>>>>>
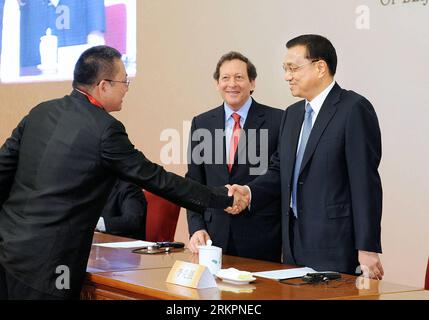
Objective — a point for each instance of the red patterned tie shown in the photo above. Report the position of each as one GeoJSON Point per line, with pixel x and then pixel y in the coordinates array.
{"type": "Point", "coordinates": [234, 140]}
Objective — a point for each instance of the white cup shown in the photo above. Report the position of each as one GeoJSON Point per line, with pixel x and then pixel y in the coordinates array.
{"type": "Point", "coordinates": [211, 257]}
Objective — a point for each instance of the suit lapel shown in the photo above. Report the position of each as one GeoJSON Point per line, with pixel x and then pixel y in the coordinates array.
{"type": "Point", "coordinates": [325, 115]}
{"type": "Point", "coordinates": [255, 119]}
{"type": "Point", "coordinates": [218, 122]}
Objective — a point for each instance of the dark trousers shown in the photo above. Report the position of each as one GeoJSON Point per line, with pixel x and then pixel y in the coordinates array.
{"type": "Point", "coordinates": [295, 243]}
{"type": "Point", "coordinates": [13, 289]}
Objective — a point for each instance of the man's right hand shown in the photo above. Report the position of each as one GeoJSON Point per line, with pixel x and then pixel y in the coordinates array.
<<<<<
Please reproduce the closing stretch of the records, from the line with "Objective — a point for each instance of the white" through the last line, exactly as it stands.

Objective — a point for each instance of the white cup shown in the photo above. Report the position of each as one GeoJSON Point per line, with pixel x and then pixel y in the coordinates array.
{"type": "Point", "coordinates": [211, 257]}
Objective — a point for each instance of the suit lapel shown in the photo above. Report the position of each as one GeoJSON Point per line, with pixel x and then pixel y in the coordinates array.
{"type": "Point", "coordinates": [325, 115]}
{"type": "Point", "coordinates": [255, 119]}
{"type": "Point", "coordinates": [218, 122]}
Objective — a point for each instance of the dark trousers shown in the photo above. Report the position of each as one GeoJSON Point per line, with pixel x and then pixel y in the coordinates array.
{"type": "Point", "coordinates": [295, 243]}
{"type": "Point", "coordinates": [13, 289]}
Objective — a point for each instance of the man's right hand shown in the photo above. Report the position of each as one GeoJSON Point per line, with pixel x and then pixel y in the coordinates array.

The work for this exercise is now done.